● Supplied text
--- Begin ---

A guide to writing scientific text

Scientific writing is a lifelong pursuit. Even though our varied reading habits predispose us to various styles of writing, it usually takes years to hone the skills needed for excerpts to make sense. As we are drawn to the wonders of natural and social sciences through our senses, writing is a means to invoke the same feelings in others. Can we bring them the same euphoric sense of discovery experienced by us while researching? Besides, useful pieces of writing have the tendency to outlive us, thus keeping our ideas alive.

Strangely, many of us are never taught how to write. It is also considered the least glamorous and most challenging task to accomplish. Our text is often reviewed and graded against rubrics for clarity, novelty and impact on society. How then must we communicate our efforts to an audience that is looking for clarity, originality and impact? In the following sections, I will describe good practices of writing. The principles might help write with clarity, the novelty of your work falls upon you, and its impact is only a matter of thought and conjecture.

Forms of writing

There are only four primary forms of writing styles: expository, descriptive, persuasive and narrative (Grammarly, 2020). Scientific writing is mostly expository in nature as it aims to expose (Latin exponere: to set forth) evidence and educate an audience.

We ought to describe the details of our work. But describing experimental information, methods and limitations of data is very rarely about a character, event or place and should not be confused with the nature of descriptive writing such as poetry, fiction or journal entries.

In a persuasive essay, argumentation is typically presented in a way to convince someone of your own opinion. Academic writing need not fall for description or persuasion. Our job is to present evidence and draw a logical conclusion from a series of arguments supported by the evidence presented. There must not be any room for emotionally charged statements, opinion or influence. Such statements harm your academic credibility, unless you can back them up with proof.

--- End ---

● Record excerpts
--- Begin ---

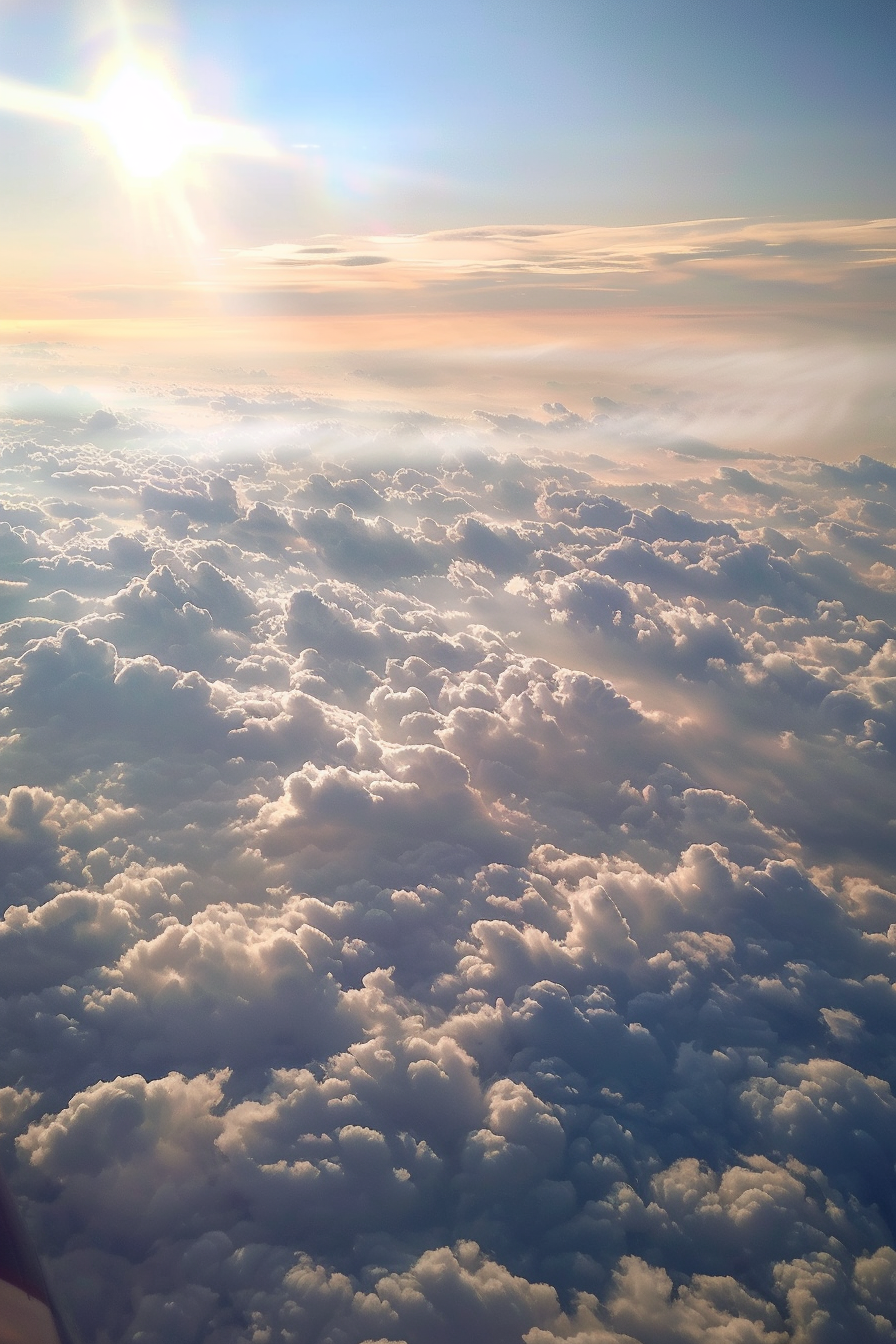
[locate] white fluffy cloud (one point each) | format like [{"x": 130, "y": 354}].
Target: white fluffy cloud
[{"x": 443, "y": 894}]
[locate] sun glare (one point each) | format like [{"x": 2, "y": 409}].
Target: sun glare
[{"x": 145, "y": 121}]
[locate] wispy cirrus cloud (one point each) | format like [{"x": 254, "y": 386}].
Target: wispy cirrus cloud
[{"x": 803, "y": 253}]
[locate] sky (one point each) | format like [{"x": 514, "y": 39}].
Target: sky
[{"x": 448, "y": 597}]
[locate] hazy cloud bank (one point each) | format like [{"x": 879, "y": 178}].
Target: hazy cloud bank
[{"x": 448, "y": 893}]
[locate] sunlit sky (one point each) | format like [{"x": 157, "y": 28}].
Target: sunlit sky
[{"x": 183, "y": 161}]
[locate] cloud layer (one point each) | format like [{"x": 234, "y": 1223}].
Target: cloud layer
[{"x": 446, "y": 890}]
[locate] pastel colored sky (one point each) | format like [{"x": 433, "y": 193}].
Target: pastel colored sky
[
  {"x": 515, "y": 176},
  {"x": 399, "y": 117}
]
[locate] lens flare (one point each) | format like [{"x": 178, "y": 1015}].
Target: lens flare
[{"x": 145, "y": 121}]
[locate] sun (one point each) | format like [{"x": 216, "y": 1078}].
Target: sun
[
  {"x": 147, "y": 124},
  {"x": 144, "y": 118}
]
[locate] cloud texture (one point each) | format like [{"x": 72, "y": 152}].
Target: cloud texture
[{"x": 446, "y": 891}]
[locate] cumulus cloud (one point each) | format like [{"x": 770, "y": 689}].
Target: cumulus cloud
[{"x": 448, "y": 893}]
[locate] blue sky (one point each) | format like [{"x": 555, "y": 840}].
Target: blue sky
[{"x": 599, "y": 112}]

--- End ---

● What you will do
Resume the guide on scientific writing from the last sentence shown, carrying on in the same voice. The items are separate material and have no connection to the guide on scientific writing.

● Result for this task
How then do we connect facts and figures into a coherent story that is devoid of judgment and persuasion?

A research article is about helping the reader visualise your factual message using a well-crafted narrative. Narrative writing connects events into a gripping account and can enhance our own pleasure in writing scientifically. When someone questions your research work with “What’s the narrative?”, they usually mean how do you connect all your evidence into one detailed message. This depends on who the audience is.

Audience is key

Irrespective of the writing style, the audience is always at the centre of your writing. It is for them that we are writing so we can illuminate a group of people with rigorously worked out evidence, deductions and prose. Start by asking: Who is the audience and what goals they may have for reading your work? What do you want them to retain? Then have a clear narrative to communicate the message (Turbek, 2016).

The hourglass approach

[This section is a general outlook] The hourglass method (similar ideas have been developed by Turbek, 2016) is a straightforward approach to looking at scientific writing. There are two significant points to consider. Why are we doing something and what is its impact on a community: be it society, other scientists or decision-makers? Many scientists believe not to focus on the relevance of their research results. I do not agree with it because if our work is not relevant to society, why must the taxpayers foot our bill? The hourglass connects the ‘why’ with the ‘impact’. We start by describing the big picture and systematically narrow down to the specific gap in knowledge. This leads us to write about a particular research question(s).

Like in an hourglass (see Fig. 1), scientific content flows in one direction: top to bottom. There is no room for suspense, thrill or the ultimate reveal. The data, methods and experiments form the lens in the middle of the glass through which you address the knowledge gap. Questions like what do you do, and how do you do it is discussed here.

In the lower inverted cone of the hourglass, objectively expand on methods and results. Build one step at a time from the first set of exploratory data analysis, modelling and experimentation to the final conclusions. Finally, discuss the broad impact and opportunities for future research. Always end on a strong note.

Figure 1. **The illustration of the hourglass framework** shows how content flows from top to bottom of a scientific article. The left of the image shows pointers for each _section_ and the right side describes the _philosophy_ of the framework itself. The colour coding from left to right is not necessarily matched by section to philosophy but is a guiding hand.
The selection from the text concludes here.